Текст
Население нашего района было очень религиозно и во многих деревнях само восстановило церкви. Во всем районе при занятии его немцами не было ни одного не разрушенного большевиками храма. Священников было на весь район только два. Один из них, скрывавшийся во время советской власти восьмидесятилетний старик, теперь безостановочно ездил по деревням, где отпевал, крестил и женил людей, причем совершал все эти требы (в большем числе случаев) над десяти-, пятнадцатилетними детьми, давно жившими вместе супругами и Бог знает сколько лет пролежавшими в земле покойниками (впрочем, последних было достаточно и только что умерших: зима в этом году была лютая). Многие считали этого старичка святым. Другой священник жил подолгу на одном месте и был прохвост: брал с населения больше за выполнение треб, а не могущим платить отказывал. Оба священника получали военный паек.

Исходные материалы
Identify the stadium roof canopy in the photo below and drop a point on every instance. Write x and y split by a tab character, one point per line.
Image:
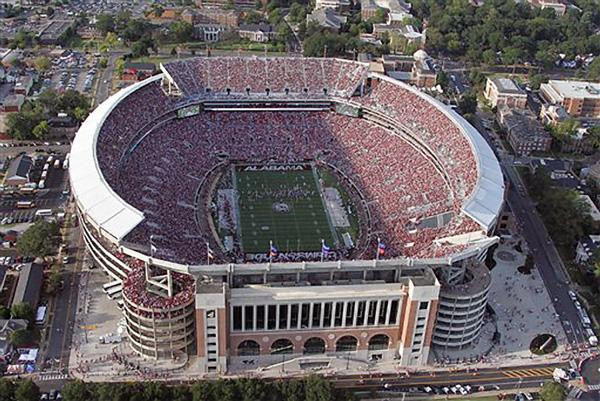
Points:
103	208
110	214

Задания
- 1) Перепишите дословно отрывок из текста о священниках района. Начните со слов «Население нашего района» и остановитесь после слов «получали военный паек.».
- 2) Перескажите покороче или списком абзац текста о священниках района, который начинается словами «Население нашего района было очень религиозно». Сохраните главные факты.
- 3) Допишите продолжение текста о священниках района, начиная сразу после его последнего предложения.

Ответы
- 1)
Население нашего района было очень религиозно и во многих деревнях само восстановило церкви. Во всем районе при занятии его немцами не было ни одного не разрушенного большевиками храма. Священников было на весь район только два. Один из них, скрывавшийся во время советской власти восьмидесятилетний старик, теперь безостановочно ездил по деревням, где отпевал, крестил и женил людей, причем совершал все эти требы (в большем числе случаев) над десяти-, пятнадцатилетними детьми, давно жившими вместе супругами и Бог знает сколько лет пролежавшими в земле покойниками (впрочем, последних было достаточно и только что умерших: зима в этом году была лютая). Многие считали этого старичка святым. Другой священник жил подолгу на одном месте и был прохвост: брал с населения больше за выполнение треб, а не могущим платить отказывал. Оба священника получали военный паек.

- 2)
- Жители района были очень религиозны и во многих деревнях сами восстановили церкви.
- Когда район заняли немцы, в нем не осталось ни одного храма, не разрушенного большевиками.
- На весь район было только два священника.
- Первый был восьмидесятилетним стариком, который скрывался при советской власти. Теперь он без остановки ездил по деревням: отпевал, крестил и венчал. Чаще всего это были дети десяти-пятнадцати лет, давно живущие вместе супруги и давно похороненные покойники. Хватало и только что умерших, потому что зима выдалась лютая. Многие считали его святым.
- Второй подолгу жил на одном месте и назван в тексте прохвостом. За требы он брал с людей больше, а тем, кто не мог платить, отказывал.
- Оба священника получали военный паек.

- 3)
Поведение второго вызывало ропот населения и очень не нравилось мне. Поэтому, не будучи духовным лицом, я все же вызвал его к себе, указав на неподобающую его сану жадность, дал понять, какие печальные последствия могут иметь место, если он не поймет, что ему нужно делать, и если наше заключение будет окончательно принято. Внушение мое, очевидно, имело действие, ибо поп быстро исправился и стал требовать значительно меньшую мзду за услуги, оказываемые населению. Я был рад этому, так как было бы неприятно отправлять духовное лицо на каторжные работы. Убедившись, что двух священников для нашего района недостаточно, я просил майора разрешить мне в частном порядке пригласить таковых из Нарвы, где их было больше тридцати человек. Майор согласился, но не очень охотно: он не любил духовенства вообще. При очередной поездке в Нарву я посетил несколько духовных лиц, предложив им переехать для работы в наш район, но должен сознаться, что все они – и священники, и дьяконы – проявили интерес только к материальной стороне моего предложения, и все, поломавшись более или менее продолжительное время, в конце концов ехать к нам отказались, выставив разные мотивы. Это так возмутило меня, что я даже пожалел, что действовал в частном порядке, что избавило их от обычных в таких случаях печальных последствий.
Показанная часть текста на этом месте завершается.